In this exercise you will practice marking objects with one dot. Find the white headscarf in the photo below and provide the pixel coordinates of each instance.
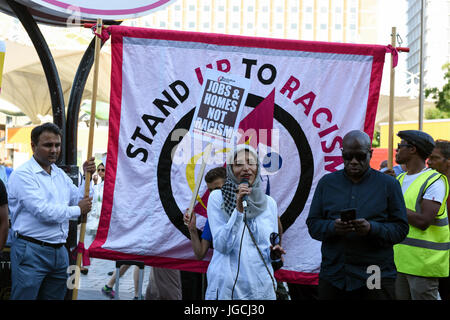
(256, 201)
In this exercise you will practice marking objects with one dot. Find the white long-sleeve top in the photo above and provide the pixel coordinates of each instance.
(254, 282)
(42, 204)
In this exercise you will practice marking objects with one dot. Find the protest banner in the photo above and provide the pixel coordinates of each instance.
(303, 98)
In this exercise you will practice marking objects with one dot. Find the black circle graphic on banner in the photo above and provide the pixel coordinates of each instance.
(298, 202)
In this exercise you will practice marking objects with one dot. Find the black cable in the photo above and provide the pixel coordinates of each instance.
(239, 256)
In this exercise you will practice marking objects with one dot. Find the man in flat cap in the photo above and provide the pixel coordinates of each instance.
(423, 257)
(439, 160)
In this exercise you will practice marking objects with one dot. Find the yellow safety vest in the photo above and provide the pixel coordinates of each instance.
(424, 253)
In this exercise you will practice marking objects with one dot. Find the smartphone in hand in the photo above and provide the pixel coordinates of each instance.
(348, 214)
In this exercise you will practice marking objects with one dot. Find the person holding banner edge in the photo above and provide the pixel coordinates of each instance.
(42, 200)
(241, 264)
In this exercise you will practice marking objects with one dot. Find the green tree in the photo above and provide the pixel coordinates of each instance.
(442, 96)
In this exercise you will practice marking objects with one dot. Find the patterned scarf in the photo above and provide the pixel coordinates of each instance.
(256, 201)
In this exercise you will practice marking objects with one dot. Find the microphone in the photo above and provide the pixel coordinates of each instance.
(245, 197)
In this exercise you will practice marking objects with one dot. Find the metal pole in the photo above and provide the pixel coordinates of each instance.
(391, 104)
(421, 57)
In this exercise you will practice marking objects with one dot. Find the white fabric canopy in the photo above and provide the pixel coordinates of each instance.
(24, 83)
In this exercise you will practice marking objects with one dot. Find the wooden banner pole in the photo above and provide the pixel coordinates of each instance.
(89, 154)
(391, 104)
(198, 181)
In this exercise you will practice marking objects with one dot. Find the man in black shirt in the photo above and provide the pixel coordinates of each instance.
(4, 224)
(357, 252)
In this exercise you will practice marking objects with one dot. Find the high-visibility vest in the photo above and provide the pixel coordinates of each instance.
(424, 253)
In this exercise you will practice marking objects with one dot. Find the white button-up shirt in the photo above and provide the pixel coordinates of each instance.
(42, 204)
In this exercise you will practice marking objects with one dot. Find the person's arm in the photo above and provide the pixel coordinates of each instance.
(429, 207)
(224, 231)
(4, 225)
(31, 198)
(395, 228)
(320, 227)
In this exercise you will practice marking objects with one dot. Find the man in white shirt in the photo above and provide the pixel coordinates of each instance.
(42, 199)
(423, 257)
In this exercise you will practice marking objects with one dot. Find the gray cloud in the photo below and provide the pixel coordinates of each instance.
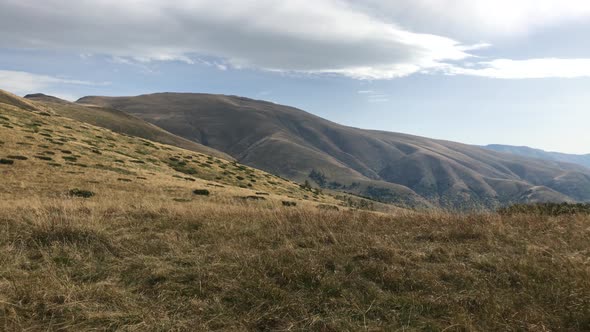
____
* **Problem description**: Return the material from above in full, exactly as written, with the pictures omitted.

* **Solution for this task**:
In this exercise you will practice marking objects with one dot. Find the white headscarf in the photo below and provide the pixel coordinates of each instance.
(256, 201)
In this exercise you will practice marking objects with one dot. Find the white long-sleeve top in the photo above and provide the pixel coordinates of each instance.
(254, 282)
(42, 204)
In this exercise you will practice marking objects with one dot. Find the protest banner in the photo above and provide the pixel coordinates of each instance.
(303, 98)
In this exercise you will practice marking objects with one dot. Find the black circle graphic on banner in the photo above and provide the pixel coordinates of each instance.
(298, 202)
In this exercise you will practice marking objects with one dot. Find the black cable in the photo above and provide the pixel coordinates of each instance.
(239, 256)
In this exercise you will practice marking objects with one dot. Find the man in flat cap in the photo above and provide the pixel coordinates of each instance.
(423, 257)
(439, 160)
In this exercise you will practice marking objects with one dot. Find the yellow safety vest in the photo above and provide the pixel coordinates of each instance.
(424, 253)
In this exercise you will practice marking objects with one dot. Find the smartphone in hand in the photo above and provide the pixel coordinates of each instance.
(348, 214)
In this exercise you will practice marking objects with one dot. Find the person holding banner edge in the photo above and provide the pixel coordinates of each instance.
(42, 200)
(241, 264)
In this exercise you will practice marking objects with one dot. Find the green tree in the photo above and provide the pixel coordinates of each instance.
(442, 96)
In this exercise you will practice marking objects with one dot. Find the patterned scarf in the photo above and provide the pixel coordinates of each instance.
(256, 201)
In this exercise you will practice marking objects with one dot. Find the microphone in the photo above and provide the pixel coordinates of each instance.
(245, 197)
In this exercise you will practice marking objects with one dot. Find the metal pole in the photo above and provide the pixel coordinates of each instance.
(391, 104)
(421, 57)
In this exercise you will practice marking objects with one dot. Find the white fabric canopy in the photo above and provide the pixel coordinates of each instance.
(24, 83)
In this exercise you will practice marking objects with one dot. Find the wooden banner pole in the photo above and provide the pixel coordinates of each instance.
(89, 154)
(391, 104)
(198, 181)
In this exercise you will practice marking objects with one dot. Find the man in black shirt in the photo above and provide the pixel coordinates of each instance.
(4, 224)
(357, 252)
In this exercise you will practice marking objects with one dot. Find the high-visibility vest in the photo above and provide the pixel coordinates of each instance.
(424, 253)
In this exercise you will practice marking objects with one dot. Find the white button-up shirt in the photo above and provide the pixel coordinates of each instance.
(42, 204)
In this exercise you will practice marking objects with one dot. Find the person's arm in the photo above and provide the pixel coordinates of each instance.
(429, 207)
(224, 231)
(4, 225)
(31, 198)
(395, 228)
(320, 227)
In this exercise you will practice marking objects with one dot. Find the man in white shirt in the photo above and provide the pixel coordinates of each instance.
(42, 199)
(423, 257)
In this exercise you will practice marking objects with one dot. Find the gray cloud in the photo below and provide the pixel coordinates of each instance.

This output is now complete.